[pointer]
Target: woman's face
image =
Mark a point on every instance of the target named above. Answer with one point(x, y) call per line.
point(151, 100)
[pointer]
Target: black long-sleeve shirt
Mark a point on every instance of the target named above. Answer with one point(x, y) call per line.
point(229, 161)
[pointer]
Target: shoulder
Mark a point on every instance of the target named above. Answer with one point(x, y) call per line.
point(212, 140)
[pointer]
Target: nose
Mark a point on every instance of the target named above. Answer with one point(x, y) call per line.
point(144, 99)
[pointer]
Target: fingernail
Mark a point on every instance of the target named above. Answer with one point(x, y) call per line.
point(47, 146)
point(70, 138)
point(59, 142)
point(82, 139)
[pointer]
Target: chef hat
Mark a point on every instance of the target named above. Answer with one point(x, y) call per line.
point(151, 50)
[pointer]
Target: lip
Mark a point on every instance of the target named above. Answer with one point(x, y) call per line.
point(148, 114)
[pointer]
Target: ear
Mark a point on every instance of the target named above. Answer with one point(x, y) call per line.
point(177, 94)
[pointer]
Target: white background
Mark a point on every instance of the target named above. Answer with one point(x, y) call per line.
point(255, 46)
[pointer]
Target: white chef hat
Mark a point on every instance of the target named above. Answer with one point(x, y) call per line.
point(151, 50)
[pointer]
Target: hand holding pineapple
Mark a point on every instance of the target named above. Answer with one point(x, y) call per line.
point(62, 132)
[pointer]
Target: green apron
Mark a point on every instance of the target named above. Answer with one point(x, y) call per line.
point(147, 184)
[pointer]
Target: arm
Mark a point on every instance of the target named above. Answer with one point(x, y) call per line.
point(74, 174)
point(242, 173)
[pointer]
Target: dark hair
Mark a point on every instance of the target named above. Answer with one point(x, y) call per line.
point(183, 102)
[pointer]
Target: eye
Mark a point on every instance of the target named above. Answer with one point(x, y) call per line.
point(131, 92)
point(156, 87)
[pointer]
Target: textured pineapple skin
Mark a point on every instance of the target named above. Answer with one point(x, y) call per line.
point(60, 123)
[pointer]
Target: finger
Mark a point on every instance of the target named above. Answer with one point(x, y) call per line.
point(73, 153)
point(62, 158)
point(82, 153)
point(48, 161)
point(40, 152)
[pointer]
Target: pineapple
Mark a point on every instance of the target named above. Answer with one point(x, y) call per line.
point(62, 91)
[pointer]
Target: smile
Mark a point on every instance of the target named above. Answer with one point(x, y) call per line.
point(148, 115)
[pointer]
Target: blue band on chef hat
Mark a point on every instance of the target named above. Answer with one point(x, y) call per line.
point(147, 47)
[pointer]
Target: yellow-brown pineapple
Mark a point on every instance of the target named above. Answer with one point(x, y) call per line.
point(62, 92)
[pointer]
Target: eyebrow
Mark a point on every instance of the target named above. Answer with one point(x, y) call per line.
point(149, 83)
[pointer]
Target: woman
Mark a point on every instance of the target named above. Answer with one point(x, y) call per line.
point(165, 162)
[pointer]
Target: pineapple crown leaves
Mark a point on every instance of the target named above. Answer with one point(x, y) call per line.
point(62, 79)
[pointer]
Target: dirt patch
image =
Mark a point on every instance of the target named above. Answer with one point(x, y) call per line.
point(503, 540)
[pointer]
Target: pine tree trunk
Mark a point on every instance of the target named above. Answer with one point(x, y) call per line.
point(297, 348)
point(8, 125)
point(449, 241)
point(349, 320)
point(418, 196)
══════
-- WORK REQUIRED --
Copy all of the data above line for line, with no changes.

-- THE RESULT --
[pointer]
Target: woman's face
image =
Mark a point on every instance of the target named above. Answer with one point(x, y) call per line.
point(151, 100)
[pointer]
Target: black long-sleeve shirt
Mark a point on every instance of the target named above. Answer with one point(x, y) call per line.
point(229, 161)
[pointer]
Target: shoulder
Mark a point on every instance of the target named above. Answer with one point(x, y) call per line.
point(212, 140)
[pointer]
Target: nose
Mark a point on every instance of the target named above. Answer with one point(x, y) call per line.
point(144, 99)
[pointer]
Target: fingernail
Mark a point on every instance of the target named above. Answer with one point(x, y) call per line.
point(47, 146)
point(70, 138)
point(59, 142)
point(82, 139)
[pointer]
Target: chef hat
Mark a point on every instance of the target named above. Answer with one point(x, y) call per line.
point(151, 50)
[pointer]
Target: lip
Mark a point on every instance of the target named above. Answer with one point(x, y) call per line.
point(148, 114)
[pointer]
Target: ear
Mark a point on every instance of the target named above. Answer with one point(x, y) call per line.
point(177, 94)
[pointer]
Target: white background
Mark a point on every instance of the target named above. Answer with one point(x, y) call per line.
point(255, 46)
[pointer]
Target: white chef hat
Mark a point on every instance of the target named above. Answer with one point(x, y) call per line.
point(151, 50)
[pointer]
Target: hand holding pineapple
Mark a point on every instance of the target named above. Answer with one point(x, y) call per line.
point(62, 132)
[pointer]
Target: green apron
Mark a point on every instance of the target named above. Answer with one point(x, y) call per line.
point(147, 184)
[pointer]
Target: arm
Mark a point on every instance of the target named above. Answer with one point(x, y) call per line.
point(74, 174)
point(242, 173)
[pointer]
Target: dark hair
Mark a point on every instance of the target named above. Answer with one point(x, y) call per line.
point(183, 102)
[pointer]
Target: eye
Mark a point on every instance of the target named above. Answer with one point(x, y) call per line.
point(131, 92)
point(156, 87)
[pointer]
Target: textured pineapple skin
Mark a point on every instance of the target named above. Answer with one point(x, y) call per line.
point(60, 123)
[pointer]
Target: finger
Mark a point on every instance of the target named above. Answer with one point(x, y) call per line.
point(73, 153)
point(62, 158)
point(82, 153)
point(48, 161)
point(40, 152)
[pointer]
Target: pineapple
Mark a point on every instance of the target named above. Answer with one point(x, y) call per line.
point(62, 91)
[pointer]
Target: smile
Mark a point on every instance of the target named above. Answer with one point(x, y) call per line.
point(148, 115)
[pointer]
Target: blue band on chef hat
Mark a point on every instance of the target named above. Answer with one point(x, y) call per line.
point(147, 47)
[pointer]
Target: yellow-brown pineapple
Mark a point on every instance of the target named above. Answer with one point(x, y) call per line.
point(62, 92)
[pointer]
Target: eyebrow
Mark a point on every instance of the target named above. Answer with one point(x, y) call per line.
point(149, 83)
[pointer]
Target: woman
Mark a point on every instance of the target named above. Answer with one point(x, y) call per line.
point(165, 162)
[pointer]
Target: pineapple crown leaves
Mark a point on every instance of the target named above. Answer with one point(x, y) call per line.
point(62, 79)
[pointer]
Target: dirt patch
image =
Mark a point on every instance of the target named above. Answer with one point(x, y) call per line.
point(503, 540)
[pointer]
Target: pine tree trunk
Mark a point on every instance of the target named above. Answer with one point(x, y) call per line.
point(297, 348)
point(8, 125)
point(449, 241)
point(349, 320)
point(418, 196)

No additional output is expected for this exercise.